_The request_. Return the records below verbatim, line by line, changing nothing.
** BEGIN **
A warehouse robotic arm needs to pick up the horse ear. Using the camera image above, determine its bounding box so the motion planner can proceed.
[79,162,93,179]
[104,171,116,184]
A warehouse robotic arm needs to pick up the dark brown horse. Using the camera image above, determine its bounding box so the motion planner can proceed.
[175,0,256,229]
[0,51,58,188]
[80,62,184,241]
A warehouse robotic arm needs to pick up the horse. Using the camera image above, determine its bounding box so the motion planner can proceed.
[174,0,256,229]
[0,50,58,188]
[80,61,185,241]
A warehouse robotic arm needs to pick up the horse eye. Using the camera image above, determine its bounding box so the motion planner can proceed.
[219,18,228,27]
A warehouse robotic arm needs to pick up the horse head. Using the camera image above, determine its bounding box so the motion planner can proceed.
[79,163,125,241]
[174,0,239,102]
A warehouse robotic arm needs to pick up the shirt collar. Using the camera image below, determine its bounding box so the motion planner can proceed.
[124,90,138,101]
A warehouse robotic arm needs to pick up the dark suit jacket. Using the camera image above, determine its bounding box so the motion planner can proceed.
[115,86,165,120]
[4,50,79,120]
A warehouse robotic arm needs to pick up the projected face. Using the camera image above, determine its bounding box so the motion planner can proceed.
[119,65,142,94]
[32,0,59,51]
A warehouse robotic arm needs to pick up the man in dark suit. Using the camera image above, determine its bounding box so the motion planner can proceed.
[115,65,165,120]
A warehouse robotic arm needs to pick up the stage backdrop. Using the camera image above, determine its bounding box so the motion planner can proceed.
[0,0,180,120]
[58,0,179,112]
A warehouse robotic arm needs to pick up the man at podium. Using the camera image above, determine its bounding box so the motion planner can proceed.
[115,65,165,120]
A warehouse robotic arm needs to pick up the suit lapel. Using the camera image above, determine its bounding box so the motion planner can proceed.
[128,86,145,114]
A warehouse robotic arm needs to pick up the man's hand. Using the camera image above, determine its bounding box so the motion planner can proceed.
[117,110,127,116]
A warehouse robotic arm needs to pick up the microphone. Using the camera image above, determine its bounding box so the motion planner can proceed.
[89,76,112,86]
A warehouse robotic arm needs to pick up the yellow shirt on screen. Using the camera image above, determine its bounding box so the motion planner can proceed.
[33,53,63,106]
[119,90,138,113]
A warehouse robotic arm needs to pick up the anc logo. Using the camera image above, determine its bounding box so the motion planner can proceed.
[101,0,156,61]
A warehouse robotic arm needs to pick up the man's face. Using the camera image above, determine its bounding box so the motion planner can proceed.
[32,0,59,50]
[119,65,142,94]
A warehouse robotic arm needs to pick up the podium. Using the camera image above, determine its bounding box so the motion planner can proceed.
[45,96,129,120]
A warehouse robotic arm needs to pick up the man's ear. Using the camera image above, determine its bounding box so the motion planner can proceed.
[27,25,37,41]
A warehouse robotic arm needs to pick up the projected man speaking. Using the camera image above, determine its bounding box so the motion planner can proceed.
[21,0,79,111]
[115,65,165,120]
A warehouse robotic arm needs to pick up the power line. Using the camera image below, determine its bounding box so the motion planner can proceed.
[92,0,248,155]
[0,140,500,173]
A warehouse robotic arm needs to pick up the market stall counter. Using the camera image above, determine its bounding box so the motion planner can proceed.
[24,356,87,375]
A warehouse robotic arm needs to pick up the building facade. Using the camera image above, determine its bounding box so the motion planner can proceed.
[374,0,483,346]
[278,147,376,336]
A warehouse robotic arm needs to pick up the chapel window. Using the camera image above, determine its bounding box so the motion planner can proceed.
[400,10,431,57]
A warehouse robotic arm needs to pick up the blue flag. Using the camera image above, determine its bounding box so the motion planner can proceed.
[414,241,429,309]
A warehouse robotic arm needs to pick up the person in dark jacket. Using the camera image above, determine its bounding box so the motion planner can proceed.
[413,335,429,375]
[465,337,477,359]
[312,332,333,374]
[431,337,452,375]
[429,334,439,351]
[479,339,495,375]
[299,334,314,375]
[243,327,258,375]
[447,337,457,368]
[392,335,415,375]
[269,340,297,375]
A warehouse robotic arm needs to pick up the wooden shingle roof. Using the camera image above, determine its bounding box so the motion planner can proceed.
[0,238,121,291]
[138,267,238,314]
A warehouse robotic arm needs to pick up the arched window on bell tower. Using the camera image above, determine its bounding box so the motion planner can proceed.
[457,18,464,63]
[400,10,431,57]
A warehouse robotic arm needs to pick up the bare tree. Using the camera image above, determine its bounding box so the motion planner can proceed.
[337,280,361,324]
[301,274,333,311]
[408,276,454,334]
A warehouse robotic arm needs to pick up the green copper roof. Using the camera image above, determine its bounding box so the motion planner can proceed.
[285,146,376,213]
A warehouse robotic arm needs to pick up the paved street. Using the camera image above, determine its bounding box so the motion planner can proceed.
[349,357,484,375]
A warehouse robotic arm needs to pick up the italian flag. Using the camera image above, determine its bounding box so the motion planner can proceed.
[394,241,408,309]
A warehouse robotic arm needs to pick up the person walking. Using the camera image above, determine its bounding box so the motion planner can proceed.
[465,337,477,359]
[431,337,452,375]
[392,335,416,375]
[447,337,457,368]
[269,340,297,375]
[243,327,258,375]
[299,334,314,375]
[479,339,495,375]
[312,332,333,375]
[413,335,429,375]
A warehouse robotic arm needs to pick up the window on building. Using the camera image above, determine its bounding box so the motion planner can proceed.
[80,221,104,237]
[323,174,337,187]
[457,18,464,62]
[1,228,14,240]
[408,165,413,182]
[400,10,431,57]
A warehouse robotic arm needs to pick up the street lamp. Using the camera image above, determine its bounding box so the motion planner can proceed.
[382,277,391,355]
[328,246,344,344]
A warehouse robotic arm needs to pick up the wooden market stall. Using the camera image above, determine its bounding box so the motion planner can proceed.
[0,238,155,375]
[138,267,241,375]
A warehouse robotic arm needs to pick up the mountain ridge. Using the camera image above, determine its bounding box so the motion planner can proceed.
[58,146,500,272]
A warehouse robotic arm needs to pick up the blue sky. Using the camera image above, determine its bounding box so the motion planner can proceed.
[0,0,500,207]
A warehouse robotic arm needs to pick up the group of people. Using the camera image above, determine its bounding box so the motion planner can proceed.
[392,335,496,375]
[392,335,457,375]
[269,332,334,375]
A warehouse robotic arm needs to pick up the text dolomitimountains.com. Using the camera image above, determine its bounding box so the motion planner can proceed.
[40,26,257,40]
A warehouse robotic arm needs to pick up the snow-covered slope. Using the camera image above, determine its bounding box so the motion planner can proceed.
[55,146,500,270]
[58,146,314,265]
** END **
_Exercise response_.
A warehouse robotic arm needs to pick up the horse ear. Using the camera image above, determine its bounding box so the motion planner can proceed.
[79,162,93,179]
[104,171,116,184]
A warehouse robotic arm needs to pick up the dark brown horse. Using the camera image above, determine its bounding box so the motion planner can proceed.
[175,0,256,229]
[0,51,58,188]
[80,62,184,241]
A warehouse robotic arm needs to pick up the horse. Using the camera image above, determine its bounding box so the motion planner can proceed.
[174,0,256,229]
[0,50,58,188]
[80,61,185,241]
A warehouse robotic arm needs to pick up the horse eye. Using the camera image above, determine its bounding box so the motion planner can proceed.
[219,18,228,27]
A warehouse robotic arm needs to pick up the horse head. Using the camera image above, determine its bounding box so the motion planner can proceed.
[79,163,125,241]
[174,0,239,102]
A warehouse robotic arm needs to pick up the shirt collar. Using the camera image below, determine its bounding box so the motion planner can proceed.
[124,90,138,101]
A warehouse robotic arm needs to pick up the dark suit jacket. Using the camera image above, determine its bounding box so the motion planner can proceed.
[115,86,165,120]
[4,50,79,120]
A warehouse robotic arm needs to pick up the projected face. Using the camera image above, determine its bounding box so the motion planner can proceed.
[119,65,142,94]
[32,0,59,51]
A warehouse robotic arm needs to pick up the man in dark suit. Using the camera image above, determine its bounding box so the motion planner can proceed.
[115,65,165,120]
A warehouse robotic arm needs to pick up the stage backdrop. Using the camera image above, determine its bounding box so the motion planner can proceed.
[0,0,180,120]
[58,0,179,112]
A warehouse robotic arm needs to pick up the man at podium. Using the camera image above, determine its bounding box so the motion planner can proceed.
[115,65,165,120]
A warehouse robotic arm needs to pick up the suit lapel. Using the camera image above, determine its bounding box so the motion planner can proceed.
[128,86,145,114]
A warehouse robotic arm needs to pick up the man's hand. Using the camera image above, determine its bounding box so the motion planner can proceed.
[117,110,127,116]
A warehouse robotic arm needs to pick up the microphone. Using the camera image above, determine its bounding box so the motion planner can proceed.
[89,76,112,86]
A warehouse robotic arm needs to pick up the yellow shirt on screen. Using the camera image above, determine its bounding box so the motion planner can proceed.
[33,53,63,106]
[119,90,138,113]
A warehouse robotic arm needs to pick up the anc logo. Using the camera image above, determine its bounding box so the motion planner can proceed.
[101,0,156,61]
A warehouse robotic arm needs to pick up the man's face. Using the camera image above, determine its bounding box so the motion planner can proceed.
[32,0,59,50]
[119,65,142,94]
A warehouse robotic arm needs to pick up the podium. Using the camera image above, determine its bounding box so the motion planner can proceed.
[45,96,129,120]
A warehouse robotic arm needs to pick up the man's ear. Using the camera image above, determine its bounding box so the motion planner can proceed.
[27,25,37,41]
A warehouse robotic arm needs to pick up the projected man speaking. Using the camera image above, determine its bounding box so the motion planner can proceed.
[21,0,79,111]
[115,65,165,120]
A warehouse robotic arm needs to pick up the power line. Using the camera image below, determine its bounding box so the motion planner can proceed.
[92,0,248,155]
[0,140,500,173]
A warehouse robotic arm needs to pick up the market stall counter. Using the camera image above, determine its bounding box so the motion planner can proceed.
[24,356,87,375]
A warehouse robotic arm needs to pick up the building facade. Using the camera image above, determine its bounding box so the motion planner can proceed.
[374,0,483,346]
[278,147,376,336]
A warehouse robotic arm needs to pick up the chapel window. Using the camera image above, determine its bounding box so the motion planner can proceed.
[400,10,431,57]
A warehouse robotic arm needs to pick up the blue flag. Using the camera image above, determine its bounding box so the motion planner can proceed.
[414,241,429,309]
A warehouse robotic arm needs to pick up the person in dark jacket. Using the camera image above, determine its bounding box so the motion planner can proceed.
[413,335,429,375]
[465,337,477,359]
[312,332,333,374]
[431,337,452,375]
[429,334,439,351]
[479,339,495,375]
[299,334,314,375]
[243,327,258,375]
[447,337,457,368]
[392,335,415,375]
[269,340,297,375]
A warehouse robotic arm needs to pick up the wooden shingle roof. Using the camera image above, determine its bounding box so the motion planner can proceed.
[0,238,121,291]
[138,267,238,314]
A warehouse robotic arm needs to pick up the arched window on bell tower. Using the camera image above, determine its bounding box so the motion planner can proceed.
[457,18,464,63]
[400,10,431,57]
A warehouse robotic arm needs to pick up the bare tree. Using the camera image above, determine its bounding box so the motion planner can proceed.
[337,280,361,324]
[301,274,333,311]
[408,276,454,334]
A warehouse robotic arm needs to pick up the green copper roof. Using the camera image above, determine its bounding box so the motion planner can proceed.
[285,146,376,213]
A warehouse robotic arm needs to pick up the paved street. Using the camera image above, determine its bounding box so the motion planner can proceed.
[349,357,484,375]
A warehouse robotic arm needs to pick up the italian flag. Using the camera image above, determine its bounding box so the motion planner can proceed.
[394,241,408,309]
A warehouse robotic arm needs to pick up the person walking. Using the camera image above, determine its bounding box so the motion planner can proceed.
[465,337,477,359]
[431,337,452,375]
[392,335,416,375]
[447,337,457,368]
[269,340,297,375]
[243,327,258,375]
[299,334,314,375]
[479,339,495,375]
[312,332,333,375]
[413,335,429,375]
A warehouse robotic arm needs to pick up the window on building. Using the camera image above, determine its bounding box so the motion planner can proceed.
[80,221,104,237]
[323,174,337,187]
[457,18,464,62]
[1,228,14,240]
[408,165,413,182]
[400,10,431,57]
A warehouse robotic arm needs to pick up the street lamp. Using the camera image above, determine its bounding box so the motion planner can proceed.
[382,277,391,355]
[328,246,344,344]
A warehouse robotic arm needs to pick up the wooden market stall. Using the camera image above, determine its bounding box so the motion planner can proceed.
[0,238,155,375]
[138,267,241,375]
A warehouse robotic arm needs to pick up the mountain ridge. Using the camera image above, determine its bounding box so the motion planner can proceed.
[58,146,500,272]
A warehouse robotic arm needs to pick up the blue sky. Using the camera image above, determine its bounding box so the motion planner can proceed.
[0,0,500,207]
A warehouse robotic arm needs to pick up the group of people. Using the camera image above, determine its bounding box so the motion planner can proceed.
[392,335,496,375]
[392,335,457,375]
[269,332,334,375]
A warehouse robotic arm needs to pick up the text dolomitimountains.com. Using the camera image above, determine its bounding box so the motion planner can proceed.
[40,26,257,40]
A warehouse robotic arm needs to pick up the snow-covered slope. Using the camera image above, determine its bounding box so the motion planner can proceed.
[55,146,500,270]
[58,146,314,265]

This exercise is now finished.